§ **Set exercise**: Reproduce every one of the records below line for line, changing nothing.

§ **Exercise material**:
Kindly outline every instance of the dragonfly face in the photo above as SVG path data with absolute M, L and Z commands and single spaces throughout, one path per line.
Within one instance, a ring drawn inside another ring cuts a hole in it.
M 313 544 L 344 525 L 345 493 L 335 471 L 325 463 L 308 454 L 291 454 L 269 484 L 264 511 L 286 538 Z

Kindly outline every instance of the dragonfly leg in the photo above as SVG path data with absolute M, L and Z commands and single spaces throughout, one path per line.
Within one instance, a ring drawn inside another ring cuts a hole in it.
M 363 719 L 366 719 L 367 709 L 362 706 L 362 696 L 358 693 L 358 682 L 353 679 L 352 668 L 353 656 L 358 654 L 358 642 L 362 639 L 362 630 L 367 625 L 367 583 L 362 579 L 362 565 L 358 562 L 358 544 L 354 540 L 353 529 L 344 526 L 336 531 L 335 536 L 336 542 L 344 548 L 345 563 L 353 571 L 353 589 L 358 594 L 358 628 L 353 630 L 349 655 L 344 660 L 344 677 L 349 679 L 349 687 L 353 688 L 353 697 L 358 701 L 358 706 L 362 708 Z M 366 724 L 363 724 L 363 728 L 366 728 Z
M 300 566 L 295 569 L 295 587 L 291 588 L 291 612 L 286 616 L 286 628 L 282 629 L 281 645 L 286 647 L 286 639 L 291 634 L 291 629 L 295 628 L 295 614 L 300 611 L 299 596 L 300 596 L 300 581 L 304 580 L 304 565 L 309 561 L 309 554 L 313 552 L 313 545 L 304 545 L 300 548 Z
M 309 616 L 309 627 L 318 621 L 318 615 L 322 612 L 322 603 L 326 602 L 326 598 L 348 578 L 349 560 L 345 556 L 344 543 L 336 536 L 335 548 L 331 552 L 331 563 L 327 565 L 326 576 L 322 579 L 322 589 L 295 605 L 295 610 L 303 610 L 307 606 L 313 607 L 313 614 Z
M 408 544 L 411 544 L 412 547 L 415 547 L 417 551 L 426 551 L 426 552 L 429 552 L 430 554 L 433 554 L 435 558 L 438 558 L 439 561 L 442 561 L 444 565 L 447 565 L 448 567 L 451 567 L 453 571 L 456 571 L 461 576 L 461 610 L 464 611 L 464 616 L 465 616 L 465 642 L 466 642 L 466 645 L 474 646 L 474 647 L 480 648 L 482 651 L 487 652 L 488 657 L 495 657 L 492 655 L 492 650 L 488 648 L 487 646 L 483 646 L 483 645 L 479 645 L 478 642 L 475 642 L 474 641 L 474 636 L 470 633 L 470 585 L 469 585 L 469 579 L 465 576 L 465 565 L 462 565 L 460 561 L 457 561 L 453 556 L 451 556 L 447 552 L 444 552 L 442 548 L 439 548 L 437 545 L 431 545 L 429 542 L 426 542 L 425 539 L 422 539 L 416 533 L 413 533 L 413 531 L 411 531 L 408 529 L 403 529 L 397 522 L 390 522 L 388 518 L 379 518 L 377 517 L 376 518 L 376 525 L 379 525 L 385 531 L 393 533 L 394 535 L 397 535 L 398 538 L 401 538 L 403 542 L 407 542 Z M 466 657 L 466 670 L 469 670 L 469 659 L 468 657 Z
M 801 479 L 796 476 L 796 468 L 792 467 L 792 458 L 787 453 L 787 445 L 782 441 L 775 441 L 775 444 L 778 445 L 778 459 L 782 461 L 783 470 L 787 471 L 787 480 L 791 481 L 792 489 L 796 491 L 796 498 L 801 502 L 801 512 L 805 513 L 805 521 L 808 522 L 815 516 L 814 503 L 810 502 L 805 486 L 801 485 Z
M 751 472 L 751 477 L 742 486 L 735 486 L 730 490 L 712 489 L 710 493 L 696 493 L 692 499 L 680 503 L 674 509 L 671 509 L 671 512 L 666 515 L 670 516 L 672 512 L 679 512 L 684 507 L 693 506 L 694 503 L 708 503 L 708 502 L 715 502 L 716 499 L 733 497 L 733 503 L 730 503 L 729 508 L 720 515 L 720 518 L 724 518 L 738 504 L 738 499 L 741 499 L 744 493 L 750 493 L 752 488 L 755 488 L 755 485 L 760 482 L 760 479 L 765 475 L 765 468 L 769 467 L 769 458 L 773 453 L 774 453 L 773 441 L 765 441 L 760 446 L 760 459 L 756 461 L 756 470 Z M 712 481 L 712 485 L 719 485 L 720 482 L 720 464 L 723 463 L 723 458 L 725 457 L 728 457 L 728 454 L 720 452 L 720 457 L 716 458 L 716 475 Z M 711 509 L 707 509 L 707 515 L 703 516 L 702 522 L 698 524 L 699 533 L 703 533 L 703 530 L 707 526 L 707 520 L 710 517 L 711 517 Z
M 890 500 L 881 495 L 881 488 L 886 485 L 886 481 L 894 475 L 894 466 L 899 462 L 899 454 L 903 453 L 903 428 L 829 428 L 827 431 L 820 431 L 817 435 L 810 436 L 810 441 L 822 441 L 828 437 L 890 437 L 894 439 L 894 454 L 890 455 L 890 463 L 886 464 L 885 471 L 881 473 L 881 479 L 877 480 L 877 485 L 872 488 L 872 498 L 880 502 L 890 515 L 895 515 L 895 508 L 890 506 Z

§ **Output of the task**:
Kindly outline every instance of the dragonfly face in the photo above as SVG path data with absolute M, L and Z commands and single spaces throughout, one path per line.
Within one instance, a ring drawn inside another ring cuts a hole in it.
M 313 544 L 344 525 L 345 493 L 335 471 L 325 463 L 308 454 L 291 454 L 269 484 L 264 511 L 286 538 Z

Kindly outline every instance of the dragonfly leg in the photo above as SVG path data with absolute M, L and Z commands and single spaces throughout, one path per line.
Within one instance, a ring drawn inside another ring cuts a hole in it.
M 363 719 L 366 719 L 367 709 L 362 706 L 362 696 L 358 693 L 358 682 L 353 679 L 352 668 L 353 656 L 358 654 L 358 642 L 362 639 L 362 630 L 367 625 L 367 583 L 362 579 L 362 565 L 358 562 L 358 544 L 354 540 L 353 529 L 344 526 L 336 531 L 335 536 L 336 542 L 344 548 L 345 563 L 353 571 L 353 589 L 358 594 L 358 628 L 353 630 L 349 655 L 344 660 L 344 677 L 349 679 L 349 687 L 353 688 L 353 697 L 358 701 L 358 706 L 362 708 Z M 366 724 L 363 724 L 363 728 L 366 728 Z
M 300 566 L 295 569 L 295 587 L 291 588 L 291 612 L 286 616 L 286 628 L 282 629 L 281 645 L 286 647 L 286 639 L 291 634 L 291 629 L 295 628 L 295 614 L 300 611 L 299 596 L 300 596 L 300 581 L 304 580 L 304 565 L 309 561 L 309 554 L 313 552 L 313 545 L 304 545 L 300 548 Z
M 309 616 L 309 627 L 318 621 L 318 615 L 322 612 L 322 603 L 326 602 L 326 598 L 348 578 L 349 560 L 345 556 L 344 543 L 336 536 L 335 548 L 331 552 L 331 563 L 327 565 L 326 576 L 322 579 L 322 589 L 295 605 L 295 610 L 303 610 L 307 606 L 313 607 L 313 614 Z
M 408 544 L 411 544 L 412 547 L 415 547 L 417 551 L 426 551 L 426 552 L 429 552 L 430 554 L 433 554 L 435 558 L 438 558 L 439 561 L 442 561 L 444 565 L 447 565 L 448 567 L 451 567 L 453 571 L 456 571 L 461 576 L 461 610 L 464 611 L 464 616 L 465 616 L 465 642 L 466 642 L 466 645 L 474 646 L 474 647 L 480 648 L 482 651 L 487 652 L 488 657 L 495 657 L 492 655 L 492 650 L 488 648 L 487 646 L 483 646 L 483 645 L 479 645 L 478 642 L 475 642 L 474 641 L 474 636 L 470 633 L 470 585 L 469 585 L 469 579 L 465 576 L 465 565 L 462 565 L 460 561 L 457 561 L 453 556 L 451 556 L 447 552 L 444 552 L 442 548 L 439 548 L 437 545 L 431 545 L 429 542 L 426 542 L 425 539 L 422 539 L 416 533 L 413 533 L 413 531 L 411 531 L 408 529 L 403 529 L 397 522 L 390 522 L 388 518 L 379 518 L 377 517 L 376 518 L 376 525 L 379 525 L 385 531 L 393 533 L 394 535 L 397 535 L 398 538 L 401 538 L 403 542 L 407 542 Z M 466 657 L 466 670 L 469 670 L 469 659 L 468 657 Z
M 801 479 L 796 476 L 796 468 L 792 467 L 792 458 L 787 453 L 787 445 L 782 441 L 775 441 L 775 444 L 778 445 L 778 459 L 782 461 L 783 470 L 787 471 L 787 480 L 791 481 L 792 489 L 796 491 L 796 498 L 801 502 L 801 512 L 805 513 L 805 521 L 808 522 L 815 516 L 814 503 L 810 502 L 805 486 L 801 485 Z
M 751 472 L 751 477 L 742 486 L 735 486 L 730 490 L 712 489 L 710 493 L 696 493 L 692 499 L 680 503 L 674 509 L 671 509 L 671 512 L 666 515 L 670 516 L 672 512 L 679 512 L 684 507 L 693 506 L 694 503 L 708 503 L 708 502 L 715 502 L 716 499 L 733 497 L 733 503 L 730 503 L 729 508 L 720 515 L 720 518 L 724 518 L 738 504 L 738 499 L 741 499 L 744 493 L 750 493 L 752 488 L 755 488 L 755 485 L 760 482 L 760 479 L 765 475 L 765 468 L 769 467 L 769 458 L 773 453 L 774 453 L 773 441 L 765 441 L 760 446 L 760 459 L 756 461 L 756 470 Z M 712 481 L 712 485 L 719 485 L 720 482 L 720 464 L 723 463 L 723 458 L 725 457 L 728 457 L 728 454 L 720 452 L 720 457 L 716 458 L 716 475 Z M 711 509 L 707 509 L 707 515 L 703 516 L 702 522 L 698 524 L 699 533 L 703 533 L 703 530 L 707 526 L 707 520 L 710 517 L 711 517 Z
M 890 500 L 881 495 L 881 488 L 886 485 L 886 481 L 894 475 L 894 466 L 899 462 L 899 454 L 903 453 L 903 428 L 829 428 L 827 431 L 820 431 L 817 435 L 810 436 L 810 441 L 822 441 L 828 437 L 890 437 L 894 439 L 894 454 L 890 455 L 890 463 L 886 464 L 885 471 L 881 473 L 881 479 L 877 480 L 877 485 L 872 488 L 872 498 L 880 502 L 890 515 L 895 515 L 895 508 L 890 506 Z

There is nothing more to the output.